- **Text extract**:
SSO using a custom oAuth

Good afternoon.

Currently our application works as an OAuth provider, this is the behaviour we expect related to chat integration into our platform:

  1. The user sign-in in our platform by first time using his credentials.

  2. The user then log-in in chat using our OAuth service, chat system should automatically procede to create a new user inside chat DB without requesting credentials or any form fill, instead it should use the data provided by our custom OAuth procedure.

  3. Any time this user sign-in in our platform in the future, the chat app should automatically sign-in as well.

My question is: does Mattermost has a single sign-on (SSO) method based on custom oAuth that allow us to perform a procedure as described above?.

If not, are you planning to implement that?, if true, will you make this available only for the comercial version?

Thank you.

2 Likes

This feature idea is under review right now. Could you share more about your use case? Who are the users (employees, customers, both?) and about how many are there? Would you have a link to your platform if it’s public?

I’m in need of a similar feature. We already have our our user DB and user authentication. We would love to integrate with Mattermost for a single-sign-on solution. We could implement an Oauth setup (or something similar) on our side and then have Mattermost authenticate against our users db. Currently we’ve built a workaround with the web-service APIs and cookie tricks, but it’s obviously not the best way to do it. We would love the ability to do a standardized integration for people with existing user databases instead.

@Nick can you elaborate on the workaround you’ve built?

- **Information shown**:
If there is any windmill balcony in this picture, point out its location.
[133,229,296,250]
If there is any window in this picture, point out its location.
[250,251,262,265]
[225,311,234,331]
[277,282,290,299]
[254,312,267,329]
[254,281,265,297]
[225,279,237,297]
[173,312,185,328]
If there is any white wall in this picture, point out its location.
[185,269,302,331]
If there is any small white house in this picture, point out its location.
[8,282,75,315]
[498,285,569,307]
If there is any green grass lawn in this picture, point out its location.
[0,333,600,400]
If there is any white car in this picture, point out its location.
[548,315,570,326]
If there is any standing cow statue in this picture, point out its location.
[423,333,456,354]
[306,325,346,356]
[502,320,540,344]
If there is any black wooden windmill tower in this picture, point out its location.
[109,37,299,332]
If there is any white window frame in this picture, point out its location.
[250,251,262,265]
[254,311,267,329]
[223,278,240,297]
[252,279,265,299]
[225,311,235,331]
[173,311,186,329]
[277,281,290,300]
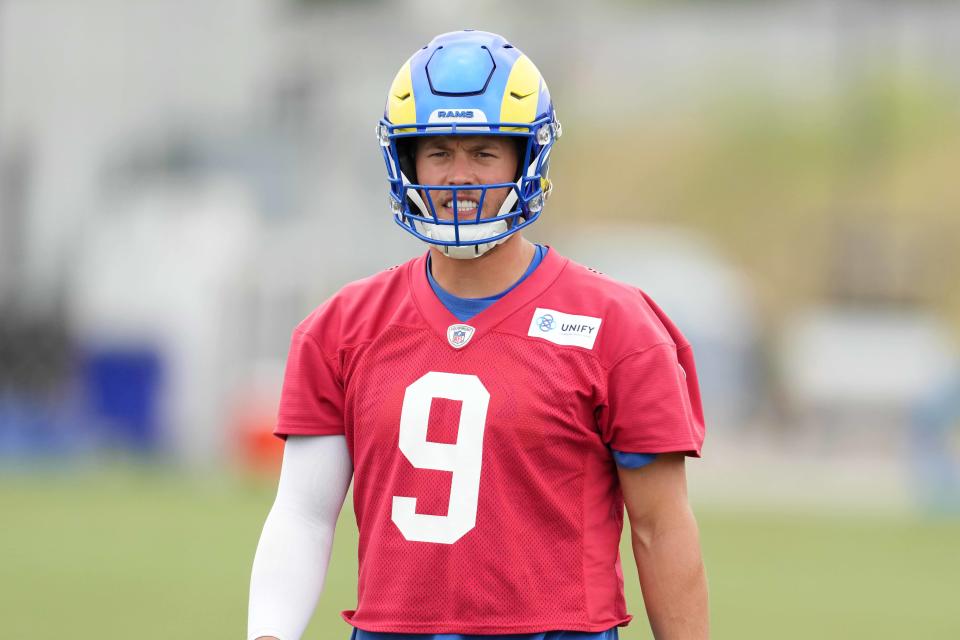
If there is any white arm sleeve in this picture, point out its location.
[247,436,353,640]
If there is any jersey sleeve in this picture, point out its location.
[274,327,344,438]
[598,343,704,457]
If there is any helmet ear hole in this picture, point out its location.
[513,136,527,182]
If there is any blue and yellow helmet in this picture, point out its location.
[377,31,561,258]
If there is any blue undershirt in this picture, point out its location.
[351,244,657,640]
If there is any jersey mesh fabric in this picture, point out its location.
[277,251,703,634]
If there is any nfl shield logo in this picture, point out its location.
[447,324,476,349]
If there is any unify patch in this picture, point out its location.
[527,307,600,349]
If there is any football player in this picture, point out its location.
[248,31,708,640]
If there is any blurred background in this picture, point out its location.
[0,0,960,639]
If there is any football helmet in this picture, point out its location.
[377,30,561,258]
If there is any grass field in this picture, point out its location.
[0,468,960,640]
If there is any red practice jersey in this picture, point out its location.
[276,250,704,634]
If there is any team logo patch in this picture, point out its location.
[427,109,487,123]
[527,307,600,349]
[447,324,476,349]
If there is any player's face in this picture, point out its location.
[415,136,519,220]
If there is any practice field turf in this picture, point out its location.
[0,468,960,640]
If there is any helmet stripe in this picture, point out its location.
[387,60,417,124]
[500,55,540,132]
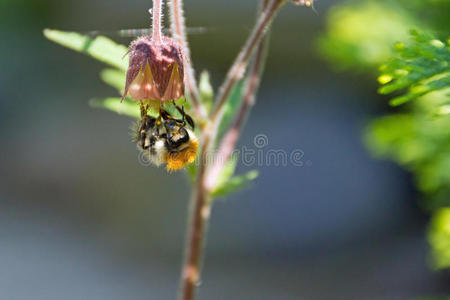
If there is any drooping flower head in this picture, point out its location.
[122,36,184,101]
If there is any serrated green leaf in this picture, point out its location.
[100,69,126,94]
[89,97,141,119]
[44,29,128,70]
[211,170,259,197]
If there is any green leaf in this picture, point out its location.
[199,71,214,112]
[211,170,259,197]
[100,69,126,94]
[44,29,128,70]
[378,31,450,106]
[89,97,141,119]
[428,207,450,269]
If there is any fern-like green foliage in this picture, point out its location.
[378,30,450,106]
[317,0,450,274]
[366,31,450,268]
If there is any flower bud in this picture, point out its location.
[122,36,184,101]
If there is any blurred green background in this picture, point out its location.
[0,0,450,299]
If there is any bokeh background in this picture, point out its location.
[0,0,450,300]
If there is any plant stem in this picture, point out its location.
[205,23,268,191]
[179,0,283,300]
[169,0,207,120]
[180,127,211,300]
[211,0,284,122]
[152,0,162,44]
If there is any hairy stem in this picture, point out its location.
[205,27,268,191]
[211,0,284,122]
[152,0,162,43]
[169,0,207,120]
[180,0,283,300]
[180,129,211,300]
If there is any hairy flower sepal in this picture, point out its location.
[122,36,184,103]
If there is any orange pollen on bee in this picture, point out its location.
[166,136,198,171]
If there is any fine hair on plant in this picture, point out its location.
[44,0,314,300]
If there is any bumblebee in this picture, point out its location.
[135,104,198,171]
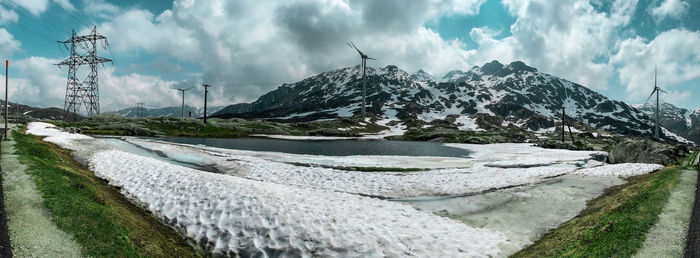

- **Problem requirements**: From the forum thread on single sign-on with a custom OAuth provider, output the passage starting at "Good afternoon." and ending at "as described above?.", word for word. The listing plays no part in what follows.

- **Result for this task**:
Good afternoon.

Currently our application works as an OAuth provider, this is the behaviour we expect related to chat integration into our platform:

  1. The user sign-in in our platform by first time using his credentials.

  2. The user then log-in in chat using our OAuth service, chat system should automatically procede to create a new user inside chat DB without requesting credentials or any form fill, instead it should use the data provided by our custom OAuth procedure.

  3. Any time this user sign-in in our platform in the future, the chat app should automatically sign-in as well.

My question is: does Mattermost has a single sign-on (SSO) method based on custom oAuth that allow us to perform a procedure as described above?.